• [ASSIGNMENT]:
Quote each line of the material verbatim, without the pictures.

• [PROVIDED INFORMATION]:
#####

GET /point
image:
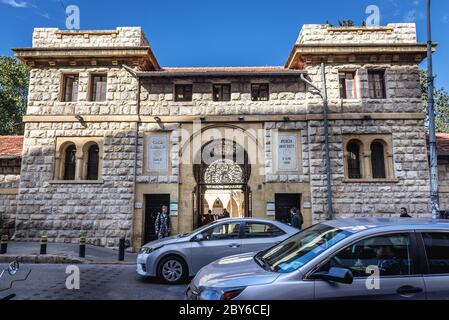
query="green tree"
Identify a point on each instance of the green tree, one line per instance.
(14, 80)
(441, 105)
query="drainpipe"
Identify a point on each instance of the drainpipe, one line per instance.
(323, 93)
(136, 144)
(434, 195)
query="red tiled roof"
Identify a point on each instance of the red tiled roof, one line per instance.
(443, 143)
(11, 146)
(225, 69)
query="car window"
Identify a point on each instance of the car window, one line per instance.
(262, 230)
(296, 251)
(437, 250)
(224, 231)
(390, 253)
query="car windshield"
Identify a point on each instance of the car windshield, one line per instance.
(296, 251)
(197, 230)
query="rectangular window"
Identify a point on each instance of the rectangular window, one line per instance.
(376, 81)
(262, 230)
(70, 88)
(437, 250)
(260, 92)
(222, 92)
(347, 85)
(98, 87)
(183, 92)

#####

• [OUTPUT BELOW]:
GET /point
image:
query="green tree"
Identify a point on each instance of the green tree, one line per instance.
(14, 80)
(441, 105)
query="drainpipe"
Identify a point on each instance of the drainpipe, one line per instance.
(323, 93)
(136, 144)
(434, 195)
query="red tiled roof"
Identify a point on each instance of the red tiled roof, one line per instance.
(443, 143)
(11, 146)
(225, 69)
query="car window"
Identify a point on each instance of the car window, one line per instance.
(262, 230)
(296, 251)
(437, 250)
(224, 231)
(390, 253)
query="car windshield"
Identify a point on each instance of the car windshield, one line per instance.
(296, 251)
(197, 230)
query="rectangular window"
Identify a point on each instance of the rectangular window, one line per instance.
(376, 81)
(262, 230)
(70, 88)
(437, 250)
(260, 92)
(222, 92)
(347, 85)
(98, 87)
(183, 92)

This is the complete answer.